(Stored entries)
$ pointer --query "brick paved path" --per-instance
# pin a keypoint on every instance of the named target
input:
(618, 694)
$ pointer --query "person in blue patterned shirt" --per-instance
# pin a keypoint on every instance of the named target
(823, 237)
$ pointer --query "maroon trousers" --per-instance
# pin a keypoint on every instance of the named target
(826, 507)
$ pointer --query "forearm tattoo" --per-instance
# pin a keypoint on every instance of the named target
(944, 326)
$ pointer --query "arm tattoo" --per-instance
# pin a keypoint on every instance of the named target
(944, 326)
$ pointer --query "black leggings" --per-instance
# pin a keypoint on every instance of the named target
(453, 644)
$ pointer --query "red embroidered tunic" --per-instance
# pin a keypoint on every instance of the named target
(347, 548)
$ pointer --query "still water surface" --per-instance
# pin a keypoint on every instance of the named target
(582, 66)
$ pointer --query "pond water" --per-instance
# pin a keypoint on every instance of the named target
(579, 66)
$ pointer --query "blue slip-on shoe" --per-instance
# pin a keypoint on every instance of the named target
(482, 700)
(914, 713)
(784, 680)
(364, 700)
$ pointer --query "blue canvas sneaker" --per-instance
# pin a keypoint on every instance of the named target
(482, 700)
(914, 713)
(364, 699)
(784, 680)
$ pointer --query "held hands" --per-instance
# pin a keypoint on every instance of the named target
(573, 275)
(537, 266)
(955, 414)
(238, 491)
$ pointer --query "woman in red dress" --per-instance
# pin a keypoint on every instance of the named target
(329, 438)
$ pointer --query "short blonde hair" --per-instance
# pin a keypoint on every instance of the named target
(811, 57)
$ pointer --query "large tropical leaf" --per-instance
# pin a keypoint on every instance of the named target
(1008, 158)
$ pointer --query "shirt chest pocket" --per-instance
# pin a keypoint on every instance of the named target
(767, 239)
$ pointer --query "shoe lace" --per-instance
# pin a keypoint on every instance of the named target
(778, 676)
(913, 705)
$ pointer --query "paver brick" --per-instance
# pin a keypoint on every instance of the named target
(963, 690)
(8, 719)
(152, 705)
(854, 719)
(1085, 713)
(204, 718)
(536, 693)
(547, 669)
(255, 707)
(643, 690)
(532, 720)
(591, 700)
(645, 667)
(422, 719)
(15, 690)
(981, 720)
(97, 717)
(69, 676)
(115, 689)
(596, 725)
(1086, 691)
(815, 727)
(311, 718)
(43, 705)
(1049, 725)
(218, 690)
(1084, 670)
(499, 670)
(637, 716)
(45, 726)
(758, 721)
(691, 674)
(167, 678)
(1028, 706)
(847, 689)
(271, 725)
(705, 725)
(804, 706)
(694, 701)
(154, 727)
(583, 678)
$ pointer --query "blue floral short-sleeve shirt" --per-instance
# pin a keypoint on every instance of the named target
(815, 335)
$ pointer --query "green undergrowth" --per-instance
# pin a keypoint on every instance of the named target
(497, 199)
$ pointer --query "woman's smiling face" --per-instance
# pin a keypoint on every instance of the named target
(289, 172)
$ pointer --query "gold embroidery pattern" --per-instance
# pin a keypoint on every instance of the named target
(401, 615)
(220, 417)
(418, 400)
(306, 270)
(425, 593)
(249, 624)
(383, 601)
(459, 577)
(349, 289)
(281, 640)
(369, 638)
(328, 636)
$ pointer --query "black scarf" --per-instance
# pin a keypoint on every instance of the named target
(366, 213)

**Your objective**
I need all of the records above retyped exactly, please.

**Solution**
$ pointer --query "brick paved path" --per-instance
# pin a keypoint on every instance of the named target
input:
(618, 694)
$ pointer --query "person in blue patterned shirt" --per-instance
# pin a keypoint on every instance of the named target
(823, 237)
$ pointer --query "maroon trousers" --per-instance
# pin a keypoint on every instance of the named target
(826, 507)
$ pointer --query "forearm tattoo" --per-instance
# pin a keypoint on every instance of the named target
(944, 326)
$ pointer --query "arm tattoo" --per-instance
# pin a keypoint on every instance of the named target
(944, 326)
$ pointer --query "black leggings" --per-instance
# pin a keypoint on every instance of the named target
(453, 644)
$ pointer --query "red embroidered tunic" --per-instance
# pin a keypoint on every instance of the named target
(347, 548)
$ pointer --query "still water surface" --per-instance
# pin a keypoint on every instance of the named target
(582, 66)
$ pointer --query "pond water" --per-instance
# pin a keypoint on every instance of the named target
(579, 66)
$ pointer --query "blue slip-on shoe" --per-instance
# pin a keypoint on every instance of the named target
(482, 700)
(914, 713)
(784, 680)
(364, 700)
$ pointer --query "blue canvas sneaker" --per-instance
# pin a keypoint on every instance of the named target
(482, 700)
(914, 713)
(364, 699)
(784, 680)
$ pointer --query "held hands" --per-instance
# pin a keypoint on every instance of the named target
(573, 275)
(537, 266)
(955, 414)
(238, 491)
$ pointer --query "woman in red dress" --per-instance
# pin a keypoint on every instance of the named target
(329, 438)
$ pointer --query "short blonde hair" --per-instance
# pin a keypoint on every instance of the named target
(811, 57)
$ pointer --query "large tropical leaf" --per-instance
# pin a keypoint on every instance of the named target
(1008, 158)
$ pointer --query "shirt chest pocket" --per-instance
# pin a keypoint on every instance of the named target
(767, 239)
$ pointer --query "shoe lace" --per-instance
# pin a keypoint on every instance of the named target
(778, 676)
(913, 705)
$ pointer --query "paver brick" --per-instance
# pin a keypoint on every instance of the named target
(963, 690)
(8, 719)
(152, 705)
(854, 719)
(1085, 713)
(204, 718)
(536, 693)
(547, 669)
(255, 707)
(643, 690)
(532, 720)
(591, 700)
(645, 667)
(422, 719)
(15, 690)
(981, 720)
(97, 717)
(69, 676)
(115, 689)
(596, 725)
(1086, 691)
(815, 727)
(311, 718)
(43, 705)
(1049, 725)
(218, 690)
(1084, 670)
(499, 670)
(637, 716)
(45, 726)
(758, 721)
(691, 674)
(167, 678)
(1028, 706)
(847, 689)
(271, 725)
(705, 725)
(804, 706)
(694, 701)
(154, 727)
(583, 678)
$ pointer --query "blue floral short-sleeve shirt" --per-instance
# pin a keypoint on every instance of the named target
(815, 335)
$ pointer --query "green undergrowth" --per-instance
# pin a keypoint on every instance of the named target
(497, 199)
$ pointer --query "woman's smiling face" --per-instance
# pin a keypoint on every instance of the named target
(289, 172)
$ pointer --query "gold embroidery pattern" --per-instance
# pin a keypoint on every instance of the named target
(401, 615)
(220, 417)
(418, 400)
(306, 270)
(425, 593)
(249, 624)
(383, 601)
(459, 577)
(349, 289)
(281, 640)
(369, 638)
(328, 636)
$ pointer --query "black scarf" --per-instance
# pin a keypoint on every instance of the named target
(366, 213)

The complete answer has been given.